■ **TASK 1**:
In the note about the Church, what does the writer say the Kingdom of God is like?
■ **TASK 2**:
Please repeat everything in the note about the Church from "The real question is not" down to "what to do.".
■ **TASK 3**:
Pick up the note about the Church after its last sentence and keep writing it.

■ **TEXT PASSAGE**:
# # # # #

Other than that, I just have a few more things I'd like to emphasize in this note. As I mentioned before, I don't believe God's interested in any authority structure. God reluctantly granted Israel's request for a King. He gave them the desire of their hearts, but sent leanness to their souls in the form of Saul. The prophet told them it would cost them, but they would not. They wanted to be like the nations around them. They wanted to be kewl. But they got nothing but trouble ever since, and their kingdom was eventually dismantled. Let that be a lesson to us. The Church will never win at playing the world's games. She shouldn't waste her time trying.
The picture of the Church I see in Scripture is a Body. It's an organism, not an organization. It's held together by unfeigned love between its members, not by any hierarchical structure. It's alive, made up of living stones, not a dead system. It doesn't operate according to a schematic or a blue-print, it operates according to Love, according to the Spirit, according to the Crucified and Resurrected One who died and lives for all. The Kingdom of God is like a mustard seed, or leaven hid in a measure of meal, or a treasure hid in a field. Not like an Army, or a Corporation, or a Club, or a Political machine. Its directions come not from the top down, but rather from the bottom-up, or better, inside-out. Its leaders are not to be "placed over", but rather "under", as servants. And those servants are accountable to those whom they serve, not the other way around. And all are to serve, because each member matters and is invaluable to the whole, each joint is God's provision for the supplying of its gift to the building up of the Body, through the edifying of itself in love. Knowledge puffeth up, but charity edifies.
The real question is not how the Church is to operate, or which form it is to take, or what structure it's supposed to adopt - those are the world's questions. The real question is: What is the Church for? If we could answer that clearly and truly, then we'd know what to do.

# # # # #

■ **INFORMATION SHOWN**:

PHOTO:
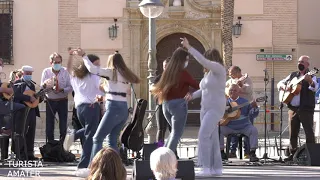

# # # # #

■ **TASK ANSWER 1**:
A mustard seed, leaven hid in a measure of meal, or a treasure hid in a field.

■ **TASK ANSWER 2**:
The real question is not how the Church is to operate, or which form it is to take, or what structure it's supposed to adopt - those are the world's questions. The real question is: What is the Church for? If we could answer that clearly and truly, then we'd know what to do.

■ **TASK ANSWER 3**:
I believe the Church is to be for the world. She is to be a Servant Church, not a Ruler Church. She is to wash the feet of the world, not have dominion over it. The Church is to be a Hospice for the lost and the needy and the sick (which is just about everyone on the planet). She is to be a Home for the homeless, the outcast, and the despised of this world, a place of welcome and healing and nourishment. She will stand up to the wolves and the principalities and the powers and challenge their arrogance and expose their traps. She will preach glad tidings to the poor, loose those who are in captivity, and break the bonds of those oppressed. She will speak of Liberty. She will preach Jubilee. And she shall love like her Lord and Savior loves.
If She is to be faithful, She will be an embodiment of the Spirit, the Spirit whom Jesus said would not speak of himself, but will glorify Christ, lifting Him up in order that all may be drawn to Him. She will be like her Lord, she will have His mind, who though he was God, and finding Himself in the form of a man, humbled himself, and took upon himself the form of servant, and became obedient, even unto death, for the sake of the world, for the sake of his people, and for the sake of His Father. Who, for the joy set before him, despised the shame, and endured the cross, and now bids us follow.
As He is, so are we in the world. When He appears, we shall be like Him, for we shall see Him as He is. But, when He came into the world He was despised and rejected of men, a man of sorrows and acquainted with grief. And we did esteem him smitten of God and afflicted. He was despised and we esteemed him not. He came unto his own and his own received him not. But...
In the world we will have tribulation. But take heart: He has overcome the world.
We're not supposed to get organized. We're supposed to love each other. When we do, then we'll know what to do.
Bottom line, God's not interested in Control. What God desires is Intimacy. There is only one Royal Law in God's Economy: "Love one another as I have loved you." By this shall all men know you are my disciples...
I think Bill should be about that. I don't think he is, so I'm worried about you. That's all.